═════ Provided data ═════

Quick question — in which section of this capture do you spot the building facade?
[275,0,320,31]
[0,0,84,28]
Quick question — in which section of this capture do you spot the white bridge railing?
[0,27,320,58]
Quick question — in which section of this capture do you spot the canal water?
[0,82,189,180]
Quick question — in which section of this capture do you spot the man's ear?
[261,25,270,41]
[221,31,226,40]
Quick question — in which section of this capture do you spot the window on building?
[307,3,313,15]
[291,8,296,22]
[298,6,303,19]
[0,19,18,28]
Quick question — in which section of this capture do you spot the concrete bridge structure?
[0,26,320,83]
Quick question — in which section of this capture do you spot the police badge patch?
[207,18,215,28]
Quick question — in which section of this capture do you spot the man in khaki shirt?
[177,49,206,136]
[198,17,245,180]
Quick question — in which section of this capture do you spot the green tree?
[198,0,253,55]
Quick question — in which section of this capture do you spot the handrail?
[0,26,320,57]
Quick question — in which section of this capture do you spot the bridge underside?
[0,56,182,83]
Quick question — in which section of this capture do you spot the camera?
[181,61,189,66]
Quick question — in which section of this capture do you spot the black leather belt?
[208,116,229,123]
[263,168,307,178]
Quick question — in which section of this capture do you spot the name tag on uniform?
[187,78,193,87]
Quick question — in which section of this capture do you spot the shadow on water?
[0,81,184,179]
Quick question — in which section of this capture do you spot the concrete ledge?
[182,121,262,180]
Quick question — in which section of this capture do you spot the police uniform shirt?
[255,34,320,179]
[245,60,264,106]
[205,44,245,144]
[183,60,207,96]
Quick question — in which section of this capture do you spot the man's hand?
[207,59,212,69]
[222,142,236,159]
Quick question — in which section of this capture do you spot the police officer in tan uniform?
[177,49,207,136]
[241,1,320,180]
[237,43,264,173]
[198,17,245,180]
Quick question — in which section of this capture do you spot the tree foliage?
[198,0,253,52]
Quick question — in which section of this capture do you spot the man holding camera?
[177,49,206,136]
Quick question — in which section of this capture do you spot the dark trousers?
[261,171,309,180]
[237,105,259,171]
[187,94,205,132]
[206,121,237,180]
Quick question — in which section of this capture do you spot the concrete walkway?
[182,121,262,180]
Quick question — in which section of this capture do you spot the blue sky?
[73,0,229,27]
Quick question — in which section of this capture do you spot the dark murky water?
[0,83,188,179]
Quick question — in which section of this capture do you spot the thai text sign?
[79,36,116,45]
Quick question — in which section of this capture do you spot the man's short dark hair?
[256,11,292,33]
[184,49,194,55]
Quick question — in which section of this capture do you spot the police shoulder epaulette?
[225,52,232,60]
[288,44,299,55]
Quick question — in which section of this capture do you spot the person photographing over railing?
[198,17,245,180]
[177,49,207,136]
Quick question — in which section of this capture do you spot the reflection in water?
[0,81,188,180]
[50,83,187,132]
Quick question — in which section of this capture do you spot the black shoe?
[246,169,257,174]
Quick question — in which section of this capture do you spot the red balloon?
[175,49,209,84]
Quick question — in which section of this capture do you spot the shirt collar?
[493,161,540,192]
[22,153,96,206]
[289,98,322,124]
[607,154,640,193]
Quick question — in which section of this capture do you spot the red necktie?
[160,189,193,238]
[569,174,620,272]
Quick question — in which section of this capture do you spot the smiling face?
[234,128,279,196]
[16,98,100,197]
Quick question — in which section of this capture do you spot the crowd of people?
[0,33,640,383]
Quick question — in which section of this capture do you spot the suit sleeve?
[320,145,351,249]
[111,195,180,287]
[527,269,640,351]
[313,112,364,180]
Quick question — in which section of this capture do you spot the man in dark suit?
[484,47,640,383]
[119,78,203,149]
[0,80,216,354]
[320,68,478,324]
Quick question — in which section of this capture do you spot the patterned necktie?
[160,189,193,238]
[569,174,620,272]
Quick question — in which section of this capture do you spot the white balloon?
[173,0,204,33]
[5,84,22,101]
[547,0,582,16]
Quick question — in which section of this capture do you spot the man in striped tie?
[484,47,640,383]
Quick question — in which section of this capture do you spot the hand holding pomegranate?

═════

** Directions **
Please repeat, word for word, the lines of the listing above, starting at the line that contains "crowd of people?" and continuing through the last line of the listing.

** Written response **
Quick question — in which section of this capture do you spot the crowd of people?
[0,33,640,383]
Quick question — in which section of this capture do you spot the suit sleeve?
[320,145,351,249]
[111,195,180,287]
[527,269,640,351]
[313,112,364,180]
Quick question — in which section of this capture do you spot the man in dark suit?
[484,47,640,383]
[119,78,203,149]
[0,80,216,354]
[320,68,478,324]
Quick question — in which section of this capture do you spot the patterned necktie?
[160,189,193,238]
[569,174,620,272]
Quick question — in which section of this capture do you spot the white balloon?
[173,0,204,33]
[5,84,22,101]
[547,0,582,16]
Quick question — in which section of this capture do you spot the man in striped tie?
[484,47,640,383]
Quick question — in which section of this capture do you spot the hand holding pomegranate?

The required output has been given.